* [PAGE]:
[START]

Stop Gavage Suisse is an association founded at the beginning of 2017 in Switzerland. There are a number of reasons for its creation. Firstly, the inconsistency between the fact that foie gras production has been banned in Switzerland since 1978 while Switzerland is one of the leading importers of foie gras, with around 300 tonnes per year. Secondly, the fact that the majority of Swiss people does not consume foie gras and that it is consumed mainly in the French-speaking part of Switzerland. In view of these various observations, it became clear to us that fighting  foie gras in Switzerland would make it possible to save a large number of birds fairly quickly.

We chose to call ourselves Stop Gavage Suisse and not Stop Foie Gras Suisse, because it seemed more relevant and logical to us to put the spotlight on the practice of force-feeding, which is a real torture, rather than on the foie gras product, which could possibly be obtained by other, less cruel means. On the other hand, our proximity to the association Stop Gavage/L214 in France encouraged us, with their endorsement, to keep this name. We also owe them as they share with us the many images of livestock they have.

Our vision​


Stop Gavage Suisse is part of a movement that wants a society mindful of all sentient beings needs. We dream of a world where animals are no longer exploited. The association believes that animals are not goods at the disposal of  humans and that their interests deserve consideration.

Our mission statement​


The association Stop Gavage Suisse focuses on a specific topic: the feeding of birds for foie gras intended for consumption in Switzerland. We are working towards a ban on the import of foie gras into Switzerland. Although this is a very specific issue, it actually concerns a very large number of animals: around one million birds each year. By comparison, the number of cattle in Switzerland is about 1.5 million.

Unlike most other animal issues, force-feeding has the particularity of being an area where it seems possible to achieve concrete results in the near future. Indeed, Switzerland has made the moral and ethical choice to ban force-feeding for many years (1978), but foie gras is still imported in large quantities, mainly for the French-speaking part of Switzerland, as the German-speaking part of Switzerland does not appreciate it very much.

Our reasons to act: foie gras production

We are talking here only about ducks, which are the vast majority of force-fed birds, with geese representing only a small percentage. On the other hand, we only present here the most common production method (cages and hydraulic pumps). For a more detailed description, read our article on foie gras production.


All the information given here comes from L214/Stop Gavage, which remains the reference on the topics. If you feel brave enough, we strongly recommend that you watch some of their many videos shot with hidden cameras. They illustrate the reality of the ducks' life in these farms better than words. However, we have deliberately limited the number of violent images on our website: our aim is to inform without traumatising.

The conception: artificial insemination

The vast majority of the birds used by the industry are so-called mulards, a crossbreeding between a Barbary duck and a Peking duck. The ducks are artificially inseminated on farms that produce eggs specifically for industrial hatcheries.

[END]

* [RECORDED INFORMATION]:

[START]

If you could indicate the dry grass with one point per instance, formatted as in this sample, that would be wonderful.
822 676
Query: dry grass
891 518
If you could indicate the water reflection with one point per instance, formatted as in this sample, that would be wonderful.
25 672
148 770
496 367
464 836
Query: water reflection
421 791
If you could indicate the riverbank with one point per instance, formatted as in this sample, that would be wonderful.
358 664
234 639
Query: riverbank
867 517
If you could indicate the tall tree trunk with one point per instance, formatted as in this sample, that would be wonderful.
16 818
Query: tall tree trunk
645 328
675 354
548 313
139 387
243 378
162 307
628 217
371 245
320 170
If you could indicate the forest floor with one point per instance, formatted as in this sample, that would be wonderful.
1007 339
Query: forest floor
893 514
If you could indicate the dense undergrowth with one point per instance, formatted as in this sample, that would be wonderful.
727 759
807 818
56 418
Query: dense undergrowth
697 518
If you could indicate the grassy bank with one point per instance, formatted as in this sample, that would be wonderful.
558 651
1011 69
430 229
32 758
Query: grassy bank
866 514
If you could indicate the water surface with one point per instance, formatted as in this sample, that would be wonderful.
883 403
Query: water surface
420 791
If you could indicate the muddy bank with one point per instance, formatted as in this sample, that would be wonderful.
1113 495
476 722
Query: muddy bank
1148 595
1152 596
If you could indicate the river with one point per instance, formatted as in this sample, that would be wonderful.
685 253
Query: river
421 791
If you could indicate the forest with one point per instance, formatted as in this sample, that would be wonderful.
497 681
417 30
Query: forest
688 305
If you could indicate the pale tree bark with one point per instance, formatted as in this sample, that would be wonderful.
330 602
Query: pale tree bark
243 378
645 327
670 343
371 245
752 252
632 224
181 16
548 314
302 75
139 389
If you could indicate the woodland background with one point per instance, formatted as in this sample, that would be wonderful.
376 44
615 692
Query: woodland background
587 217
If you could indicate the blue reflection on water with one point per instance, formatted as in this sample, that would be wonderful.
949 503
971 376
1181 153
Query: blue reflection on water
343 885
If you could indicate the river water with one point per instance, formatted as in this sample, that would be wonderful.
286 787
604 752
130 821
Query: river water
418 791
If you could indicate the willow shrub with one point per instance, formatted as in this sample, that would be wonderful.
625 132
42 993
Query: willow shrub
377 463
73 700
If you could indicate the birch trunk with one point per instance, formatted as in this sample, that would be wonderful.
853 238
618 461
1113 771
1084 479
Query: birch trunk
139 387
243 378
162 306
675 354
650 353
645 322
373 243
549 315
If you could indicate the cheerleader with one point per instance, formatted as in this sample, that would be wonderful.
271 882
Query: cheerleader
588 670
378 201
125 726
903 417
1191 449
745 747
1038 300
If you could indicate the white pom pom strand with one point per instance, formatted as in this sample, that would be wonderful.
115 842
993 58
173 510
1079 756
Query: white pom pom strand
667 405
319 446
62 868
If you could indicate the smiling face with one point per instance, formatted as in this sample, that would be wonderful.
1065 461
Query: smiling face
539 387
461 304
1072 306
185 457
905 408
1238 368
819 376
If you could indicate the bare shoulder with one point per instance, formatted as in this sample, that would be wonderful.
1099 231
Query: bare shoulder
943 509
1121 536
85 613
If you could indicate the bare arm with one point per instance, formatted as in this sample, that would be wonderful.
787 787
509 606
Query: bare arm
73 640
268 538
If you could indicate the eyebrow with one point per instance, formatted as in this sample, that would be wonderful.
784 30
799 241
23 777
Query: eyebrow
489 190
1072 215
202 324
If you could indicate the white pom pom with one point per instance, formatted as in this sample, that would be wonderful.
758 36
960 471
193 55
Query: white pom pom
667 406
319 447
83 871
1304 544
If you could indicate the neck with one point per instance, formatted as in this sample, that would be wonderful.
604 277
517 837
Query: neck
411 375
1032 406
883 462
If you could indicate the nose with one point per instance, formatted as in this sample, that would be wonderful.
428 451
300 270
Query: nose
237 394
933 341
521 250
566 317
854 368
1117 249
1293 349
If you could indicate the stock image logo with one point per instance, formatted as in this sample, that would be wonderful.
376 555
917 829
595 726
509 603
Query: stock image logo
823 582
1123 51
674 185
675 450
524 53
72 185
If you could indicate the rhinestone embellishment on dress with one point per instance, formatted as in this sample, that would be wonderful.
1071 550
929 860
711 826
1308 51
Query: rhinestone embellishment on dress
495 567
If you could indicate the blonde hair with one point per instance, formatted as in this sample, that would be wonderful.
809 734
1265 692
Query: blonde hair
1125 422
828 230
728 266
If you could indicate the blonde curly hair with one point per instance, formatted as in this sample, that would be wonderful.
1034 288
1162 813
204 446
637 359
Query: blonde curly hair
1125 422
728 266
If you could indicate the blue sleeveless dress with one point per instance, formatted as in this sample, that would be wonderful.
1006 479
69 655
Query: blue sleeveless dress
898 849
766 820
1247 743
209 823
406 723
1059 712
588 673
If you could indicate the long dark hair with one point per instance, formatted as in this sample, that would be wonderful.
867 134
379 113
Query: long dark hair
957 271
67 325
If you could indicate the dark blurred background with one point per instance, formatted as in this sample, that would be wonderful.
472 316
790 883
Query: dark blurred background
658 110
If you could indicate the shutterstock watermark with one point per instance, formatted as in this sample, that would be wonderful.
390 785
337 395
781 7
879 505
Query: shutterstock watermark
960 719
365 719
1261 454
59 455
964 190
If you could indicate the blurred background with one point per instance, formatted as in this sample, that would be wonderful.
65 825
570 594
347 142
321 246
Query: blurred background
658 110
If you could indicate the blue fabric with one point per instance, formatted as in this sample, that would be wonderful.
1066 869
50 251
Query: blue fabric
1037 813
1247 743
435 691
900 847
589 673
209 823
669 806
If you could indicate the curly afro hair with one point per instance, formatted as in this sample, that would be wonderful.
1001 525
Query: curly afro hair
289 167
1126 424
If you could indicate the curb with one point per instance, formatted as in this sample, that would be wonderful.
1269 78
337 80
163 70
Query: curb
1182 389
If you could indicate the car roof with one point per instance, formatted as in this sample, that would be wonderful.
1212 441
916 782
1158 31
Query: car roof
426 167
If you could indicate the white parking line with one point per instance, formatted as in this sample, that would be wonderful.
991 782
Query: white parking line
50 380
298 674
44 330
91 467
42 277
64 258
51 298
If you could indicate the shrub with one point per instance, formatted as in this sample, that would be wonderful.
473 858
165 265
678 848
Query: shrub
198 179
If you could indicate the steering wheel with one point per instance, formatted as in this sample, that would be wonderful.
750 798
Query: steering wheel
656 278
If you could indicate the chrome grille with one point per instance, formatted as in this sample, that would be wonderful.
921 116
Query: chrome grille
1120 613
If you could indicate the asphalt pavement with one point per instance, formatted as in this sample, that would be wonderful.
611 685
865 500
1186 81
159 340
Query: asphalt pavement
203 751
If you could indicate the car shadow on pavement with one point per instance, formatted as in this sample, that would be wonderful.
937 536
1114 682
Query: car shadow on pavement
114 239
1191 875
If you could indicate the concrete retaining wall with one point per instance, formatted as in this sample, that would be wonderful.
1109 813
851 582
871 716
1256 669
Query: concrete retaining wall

[END]

* [SET EXERCISE]: Reproduce the Stop Gavage Suisse text starting with "Our vision​" and going on through "about 1.5 million.", substituting "creatures" for "animals" wherever it occurs.

* [EXERCISE RESULT]:
Our vision​


Stop Gavage Suisse is part of a movement that wants a society mindful of all sentient beings needs. We dream of a world where creatures are no longer exploited. The association believes that creatures are not goods at the disposal of  humans and that their interests deserve consideration.

Our mission statement​


The association Stop Gavage Suisse focuses on a specific topic: the feeding of birds for foie gras intended for consumption in Switzerland. We are working towards a ban on the import of foie gras into Switzerland. Although this is a very specific issue, it actually concerns a very large number of creatures: around one million birds each year. By comparison, the number of cattle in Switzerland is about 1.5 million.